*Work required*
Reproduce all the material verbatim, down to the last line.

*Input records*
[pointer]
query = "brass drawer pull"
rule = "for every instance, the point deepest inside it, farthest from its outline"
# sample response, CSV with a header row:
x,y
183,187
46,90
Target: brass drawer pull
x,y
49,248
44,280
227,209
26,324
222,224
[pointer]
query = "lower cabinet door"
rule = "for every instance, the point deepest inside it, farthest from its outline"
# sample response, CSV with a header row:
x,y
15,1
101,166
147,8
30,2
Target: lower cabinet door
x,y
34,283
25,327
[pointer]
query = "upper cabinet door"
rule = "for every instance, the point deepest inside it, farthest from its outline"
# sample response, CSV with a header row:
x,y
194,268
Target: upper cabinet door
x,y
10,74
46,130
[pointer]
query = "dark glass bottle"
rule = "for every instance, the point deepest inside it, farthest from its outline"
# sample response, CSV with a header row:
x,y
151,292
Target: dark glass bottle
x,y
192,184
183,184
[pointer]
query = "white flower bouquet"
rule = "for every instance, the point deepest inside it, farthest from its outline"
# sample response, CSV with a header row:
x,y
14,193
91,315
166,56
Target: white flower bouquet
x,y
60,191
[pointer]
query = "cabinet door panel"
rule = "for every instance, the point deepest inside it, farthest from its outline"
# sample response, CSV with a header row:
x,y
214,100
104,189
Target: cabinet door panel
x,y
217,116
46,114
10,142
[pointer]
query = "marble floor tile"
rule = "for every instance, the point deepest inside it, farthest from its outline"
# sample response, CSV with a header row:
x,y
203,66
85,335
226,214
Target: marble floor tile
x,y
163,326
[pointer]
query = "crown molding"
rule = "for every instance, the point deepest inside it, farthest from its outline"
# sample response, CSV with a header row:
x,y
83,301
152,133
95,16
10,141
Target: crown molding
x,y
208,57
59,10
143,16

*Response area*
[pointer]
query = "brass drawer pull"
rule = "for every instance, the point deepest inside it, farthest from its outline"
# sample response, CSV with a header row:
x,y
183,187
46,90
Target: brass drawer pull
x,y
49,248
44,280
227,209
26,324
222,224
[pointer]
query = "lower cabinet door"
rule = "for every instance, the point deepest inside it, farthest from its outline"
# sample response, CSV with a header row:
x,y
15,1
101,166
147,8
30,2
Target: lower cabinet door
x,y
34,283
25,327
[pointer]
query = "upper cabinet door"
rule = "for every instance, the point deepest inside it, farthest from its outline"
# sample response, CSV with a header row:
x,y
194,268
Target: upper cabinet door
x,y
10,74
46,130
[pointer]
query = "dark glass bottle"
rule = "for every instance, the point deepest inside it, farthest from its outline"
# sample response, CSV with a header row:
x,y
151,292
Target: dark glass bottle
x,y
192,184
183,184
[pointer]
query = "white flower bouquet"
rule = "for every instance, the point deepest inside it, farthest from its outline"
# sample response, CSV with a header row:
x,y
14,193
91,315
166,56
Target: white flower bouquet
x,y
60,191
[pointer]
query = "cabinet door panel"
rule = "for every instance, the point deepest inside it, farthest from its outline"
# sample response, CSV with a header row:
x,y
214,100
104,189
Target: cabinet door panel
x,y
217,116
46,114
10,142
[pointer]
query = "marble floor tile"
rule = "for every instance, the point deepest inside it, farthest from its outline"
# sample response, CSV with a header row:
x,y
203,66
85,335
226,214
Target: marble floor tile
x,y
163,326
[pointer]
query = "crown molding"
rule = "for every instance, the point deepest inside it, farthest from its outline"
# sample response, CSV with a header row:
x,y
83,301
152,133
95,16
10,141
Target: crown molding
x,y
208,57
59,10
143,16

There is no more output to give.